→ Task to complete:
Go through the listing below and report how many lines contain the word "exercise"; write no other words.

→ Entries provided:
# # # #

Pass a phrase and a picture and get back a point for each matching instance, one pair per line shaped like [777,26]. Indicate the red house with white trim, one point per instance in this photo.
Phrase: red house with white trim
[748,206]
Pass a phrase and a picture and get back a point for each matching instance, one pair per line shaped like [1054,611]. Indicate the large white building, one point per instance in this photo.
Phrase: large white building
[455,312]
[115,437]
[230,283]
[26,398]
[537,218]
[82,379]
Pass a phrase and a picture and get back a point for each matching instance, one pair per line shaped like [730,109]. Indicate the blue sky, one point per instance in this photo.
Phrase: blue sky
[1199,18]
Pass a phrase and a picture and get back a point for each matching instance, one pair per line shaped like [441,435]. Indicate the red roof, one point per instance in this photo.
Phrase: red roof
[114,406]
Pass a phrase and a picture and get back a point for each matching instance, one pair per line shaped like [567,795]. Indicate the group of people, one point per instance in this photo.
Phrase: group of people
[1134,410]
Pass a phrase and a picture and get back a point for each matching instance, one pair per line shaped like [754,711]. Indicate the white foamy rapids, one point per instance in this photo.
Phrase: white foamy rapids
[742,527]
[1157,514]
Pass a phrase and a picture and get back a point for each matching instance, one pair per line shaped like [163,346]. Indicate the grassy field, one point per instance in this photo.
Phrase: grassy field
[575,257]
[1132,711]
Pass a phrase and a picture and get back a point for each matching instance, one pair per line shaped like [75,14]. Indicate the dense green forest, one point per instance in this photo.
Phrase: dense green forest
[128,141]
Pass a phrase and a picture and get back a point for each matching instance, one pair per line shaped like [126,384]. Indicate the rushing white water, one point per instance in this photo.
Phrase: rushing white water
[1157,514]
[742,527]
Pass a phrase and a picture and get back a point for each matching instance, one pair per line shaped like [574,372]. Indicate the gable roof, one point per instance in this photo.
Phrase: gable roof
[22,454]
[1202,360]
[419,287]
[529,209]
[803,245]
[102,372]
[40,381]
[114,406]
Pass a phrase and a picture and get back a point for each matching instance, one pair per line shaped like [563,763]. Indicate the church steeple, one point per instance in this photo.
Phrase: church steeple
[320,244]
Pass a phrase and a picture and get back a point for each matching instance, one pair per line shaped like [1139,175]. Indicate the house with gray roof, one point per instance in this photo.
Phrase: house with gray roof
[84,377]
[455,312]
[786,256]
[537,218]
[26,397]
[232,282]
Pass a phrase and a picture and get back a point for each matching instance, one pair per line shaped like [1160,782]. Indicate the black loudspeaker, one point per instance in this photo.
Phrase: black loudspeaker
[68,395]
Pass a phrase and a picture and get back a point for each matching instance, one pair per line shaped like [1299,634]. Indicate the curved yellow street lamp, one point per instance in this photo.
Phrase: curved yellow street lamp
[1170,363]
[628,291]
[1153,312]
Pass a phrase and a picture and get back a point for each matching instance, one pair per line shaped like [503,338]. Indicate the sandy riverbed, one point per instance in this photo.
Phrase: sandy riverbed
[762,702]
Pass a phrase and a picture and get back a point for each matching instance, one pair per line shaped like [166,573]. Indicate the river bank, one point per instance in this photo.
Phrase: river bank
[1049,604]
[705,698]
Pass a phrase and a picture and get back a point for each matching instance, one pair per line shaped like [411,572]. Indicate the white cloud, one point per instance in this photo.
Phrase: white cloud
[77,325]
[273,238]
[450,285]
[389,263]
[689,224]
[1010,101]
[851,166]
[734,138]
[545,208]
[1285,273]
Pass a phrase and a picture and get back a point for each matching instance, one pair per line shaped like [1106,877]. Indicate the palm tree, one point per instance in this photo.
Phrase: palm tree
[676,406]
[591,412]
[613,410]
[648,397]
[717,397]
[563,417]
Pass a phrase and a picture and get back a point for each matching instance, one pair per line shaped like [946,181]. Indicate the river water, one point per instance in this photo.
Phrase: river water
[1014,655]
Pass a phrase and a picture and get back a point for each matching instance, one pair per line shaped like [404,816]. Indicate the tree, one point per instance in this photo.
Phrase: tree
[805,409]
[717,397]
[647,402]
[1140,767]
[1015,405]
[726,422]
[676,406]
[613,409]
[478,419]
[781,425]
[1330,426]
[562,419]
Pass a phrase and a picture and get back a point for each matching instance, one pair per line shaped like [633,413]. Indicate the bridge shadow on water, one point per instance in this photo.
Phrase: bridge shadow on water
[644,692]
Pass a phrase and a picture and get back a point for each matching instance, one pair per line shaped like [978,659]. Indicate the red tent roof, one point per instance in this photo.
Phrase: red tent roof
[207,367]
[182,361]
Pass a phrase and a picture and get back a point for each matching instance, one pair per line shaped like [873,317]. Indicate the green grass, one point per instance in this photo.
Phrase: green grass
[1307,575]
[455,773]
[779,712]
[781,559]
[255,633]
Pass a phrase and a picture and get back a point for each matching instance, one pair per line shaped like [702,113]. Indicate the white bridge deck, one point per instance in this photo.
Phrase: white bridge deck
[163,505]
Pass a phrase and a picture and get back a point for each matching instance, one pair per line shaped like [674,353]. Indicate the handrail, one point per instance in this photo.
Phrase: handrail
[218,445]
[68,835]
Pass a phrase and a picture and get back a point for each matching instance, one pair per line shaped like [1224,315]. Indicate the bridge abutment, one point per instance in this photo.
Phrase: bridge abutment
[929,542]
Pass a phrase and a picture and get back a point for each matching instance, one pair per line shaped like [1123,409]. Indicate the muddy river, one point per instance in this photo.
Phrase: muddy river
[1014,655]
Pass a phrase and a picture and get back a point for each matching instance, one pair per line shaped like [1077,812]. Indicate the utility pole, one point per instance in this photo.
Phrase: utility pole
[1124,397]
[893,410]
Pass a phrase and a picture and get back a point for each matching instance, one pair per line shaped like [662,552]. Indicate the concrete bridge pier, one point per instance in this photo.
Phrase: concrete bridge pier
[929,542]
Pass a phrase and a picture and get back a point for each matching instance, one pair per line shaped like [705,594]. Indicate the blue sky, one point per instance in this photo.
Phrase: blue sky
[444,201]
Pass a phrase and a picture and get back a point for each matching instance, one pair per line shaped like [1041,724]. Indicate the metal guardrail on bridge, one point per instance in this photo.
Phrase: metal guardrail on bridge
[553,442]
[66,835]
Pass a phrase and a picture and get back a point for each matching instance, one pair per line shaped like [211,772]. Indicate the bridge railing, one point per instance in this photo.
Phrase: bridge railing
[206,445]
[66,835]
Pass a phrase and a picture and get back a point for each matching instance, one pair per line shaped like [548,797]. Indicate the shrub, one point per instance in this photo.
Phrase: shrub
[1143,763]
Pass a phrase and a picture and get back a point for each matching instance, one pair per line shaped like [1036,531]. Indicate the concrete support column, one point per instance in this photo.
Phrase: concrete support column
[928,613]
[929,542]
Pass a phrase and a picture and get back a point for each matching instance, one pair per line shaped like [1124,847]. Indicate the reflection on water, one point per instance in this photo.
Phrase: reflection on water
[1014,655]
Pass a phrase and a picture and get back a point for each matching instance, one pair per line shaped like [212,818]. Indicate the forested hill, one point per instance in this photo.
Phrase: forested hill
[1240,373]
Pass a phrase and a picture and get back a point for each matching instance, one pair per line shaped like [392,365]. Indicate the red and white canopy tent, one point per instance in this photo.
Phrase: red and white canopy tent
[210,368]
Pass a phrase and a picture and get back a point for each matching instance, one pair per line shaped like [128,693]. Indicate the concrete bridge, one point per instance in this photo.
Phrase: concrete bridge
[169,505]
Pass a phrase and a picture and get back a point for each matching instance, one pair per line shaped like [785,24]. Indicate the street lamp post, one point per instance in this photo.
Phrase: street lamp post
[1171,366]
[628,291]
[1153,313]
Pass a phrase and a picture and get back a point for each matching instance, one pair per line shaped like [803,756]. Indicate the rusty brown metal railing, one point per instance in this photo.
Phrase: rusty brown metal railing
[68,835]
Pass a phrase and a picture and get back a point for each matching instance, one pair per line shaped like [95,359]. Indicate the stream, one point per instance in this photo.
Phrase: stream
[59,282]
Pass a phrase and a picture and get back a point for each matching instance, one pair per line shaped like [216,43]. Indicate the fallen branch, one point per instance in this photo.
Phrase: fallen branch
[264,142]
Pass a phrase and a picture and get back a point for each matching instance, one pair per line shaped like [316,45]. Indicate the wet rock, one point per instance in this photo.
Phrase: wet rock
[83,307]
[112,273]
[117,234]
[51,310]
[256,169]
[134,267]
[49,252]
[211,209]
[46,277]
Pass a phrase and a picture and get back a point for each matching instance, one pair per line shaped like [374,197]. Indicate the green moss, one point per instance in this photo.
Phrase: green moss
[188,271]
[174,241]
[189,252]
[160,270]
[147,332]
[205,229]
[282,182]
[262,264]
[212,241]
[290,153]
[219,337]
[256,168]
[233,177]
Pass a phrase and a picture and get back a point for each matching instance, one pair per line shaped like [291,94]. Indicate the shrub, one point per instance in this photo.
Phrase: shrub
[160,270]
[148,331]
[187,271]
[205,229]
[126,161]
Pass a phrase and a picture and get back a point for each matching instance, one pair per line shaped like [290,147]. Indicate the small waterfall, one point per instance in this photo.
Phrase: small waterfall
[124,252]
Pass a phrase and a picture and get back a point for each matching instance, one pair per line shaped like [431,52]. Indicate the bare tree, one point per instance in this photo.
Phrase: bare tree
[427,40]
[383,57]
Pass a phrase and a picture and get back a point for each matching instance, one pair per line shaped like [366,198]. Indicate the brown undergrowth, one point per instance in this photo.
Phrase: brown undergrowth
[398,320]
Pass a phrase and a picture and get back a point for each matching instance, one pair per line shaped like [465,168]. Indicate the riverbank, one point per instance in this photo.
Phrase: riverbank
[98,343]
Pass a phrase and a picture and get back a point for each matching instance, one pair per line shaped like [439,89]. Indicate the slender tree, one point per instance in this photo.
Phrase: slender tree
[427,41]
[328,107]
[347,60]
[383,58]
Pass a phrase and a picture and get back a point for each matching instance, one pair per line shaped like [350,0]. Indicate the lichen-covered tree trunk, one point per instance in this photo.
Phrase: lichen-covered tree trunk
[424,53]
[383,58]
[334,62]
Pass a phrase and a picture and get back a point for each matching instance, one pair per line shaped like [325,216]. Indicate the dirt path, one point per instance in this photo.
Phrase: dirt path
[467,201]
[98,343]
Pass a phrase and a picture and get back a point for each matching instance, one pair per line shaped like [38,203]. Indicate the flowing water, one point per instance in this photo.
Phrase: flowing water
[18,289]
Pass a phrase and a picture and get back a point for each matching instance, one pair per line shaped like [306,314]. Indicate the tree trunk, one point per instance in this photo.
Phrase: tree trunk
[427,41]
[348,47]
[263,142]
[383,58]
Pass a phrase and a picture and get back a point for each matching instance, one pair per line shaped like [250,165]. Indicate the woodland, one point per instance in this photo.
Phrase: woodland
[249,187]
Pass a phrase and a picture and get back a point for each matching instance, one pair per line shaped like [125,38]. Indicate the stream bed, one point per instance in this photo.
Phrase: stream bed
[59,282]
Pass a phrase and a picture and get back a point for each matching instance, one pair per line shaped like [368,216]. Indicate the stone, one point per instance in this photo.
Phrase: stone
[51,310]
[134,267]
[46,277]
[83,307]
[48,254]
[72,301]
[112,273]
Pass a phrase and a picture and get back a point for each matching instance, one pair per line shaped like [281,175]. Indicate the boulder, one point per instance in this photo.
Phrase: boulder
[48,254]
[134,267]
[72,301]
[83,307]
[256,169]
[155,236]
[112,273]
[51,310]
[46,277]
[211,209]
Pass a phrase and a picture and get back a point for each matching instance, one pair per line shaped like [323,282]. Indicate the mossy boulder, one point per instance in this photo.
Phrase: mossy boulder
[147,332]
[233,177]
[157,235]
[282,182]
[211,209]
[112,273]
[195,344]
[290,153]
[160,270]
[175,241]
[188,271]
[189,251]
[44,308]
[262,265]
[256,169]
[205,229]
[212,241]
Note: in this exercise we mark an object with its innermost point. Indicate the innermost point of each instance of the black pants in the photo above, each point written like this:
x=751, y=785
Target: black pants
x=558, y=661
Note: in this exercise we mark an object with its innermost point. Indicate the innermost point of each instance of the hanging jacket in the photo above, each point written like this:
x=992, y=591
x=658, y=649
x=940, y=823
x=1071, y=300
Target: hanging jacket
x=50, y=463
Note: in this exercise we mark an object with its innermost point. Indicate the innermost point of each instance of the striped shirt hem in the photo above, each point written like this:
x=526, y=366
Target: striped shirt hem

# # # #

→ Result:
3